## Problem description
Pull out every line in the listing that contains the string "suit", matching case exactly.

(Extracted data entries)
— BEGIN —

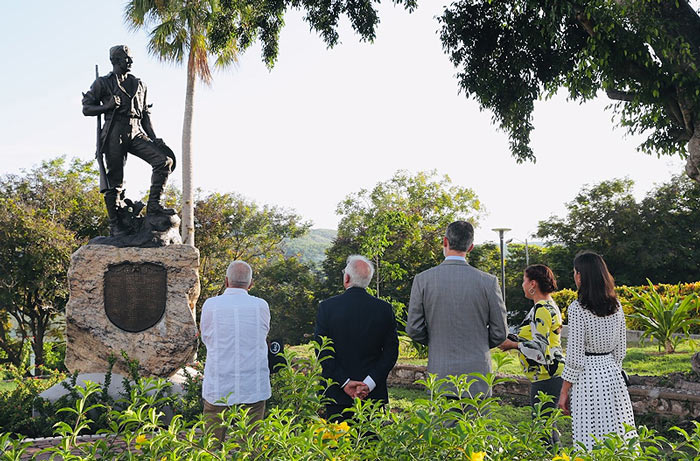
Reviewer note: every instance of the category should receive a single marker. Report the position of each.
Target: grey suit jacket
(458, 311)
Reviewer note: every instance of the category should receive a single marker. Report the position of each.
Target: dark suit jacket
(363, 330)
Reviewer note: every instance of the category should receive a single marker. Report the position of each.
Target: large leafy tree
(247, 21)
(487, 257)
(178, 31)
(230, 227)
(399, 225)
(289, 287)
(45, 215)
(644, 54)
(198, 29)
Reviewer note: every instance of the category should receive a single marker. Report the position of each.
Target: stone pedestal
(145, 309)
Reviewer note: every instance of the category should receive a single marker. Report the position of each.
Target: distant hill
(311, 248)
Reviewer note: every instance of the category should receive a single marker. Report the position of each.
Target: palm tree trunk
(187, 228)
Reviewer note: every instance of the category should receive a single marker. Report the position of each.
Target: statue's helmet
(118, 51)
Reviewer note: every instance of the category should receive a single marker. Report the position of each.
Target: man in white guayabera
(234, 330)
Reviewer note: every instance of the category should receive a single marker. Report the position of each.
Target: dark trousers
(551, 387)
(128, 137)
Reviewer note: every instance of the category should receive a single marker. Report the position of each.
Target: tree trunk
(38, 347)
(187, 190)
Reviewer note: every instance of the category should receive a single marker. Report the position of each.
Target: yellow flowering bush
(436, 428)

— END —

## Correct response
Target: grey suit jacket
Target: dark suit jacket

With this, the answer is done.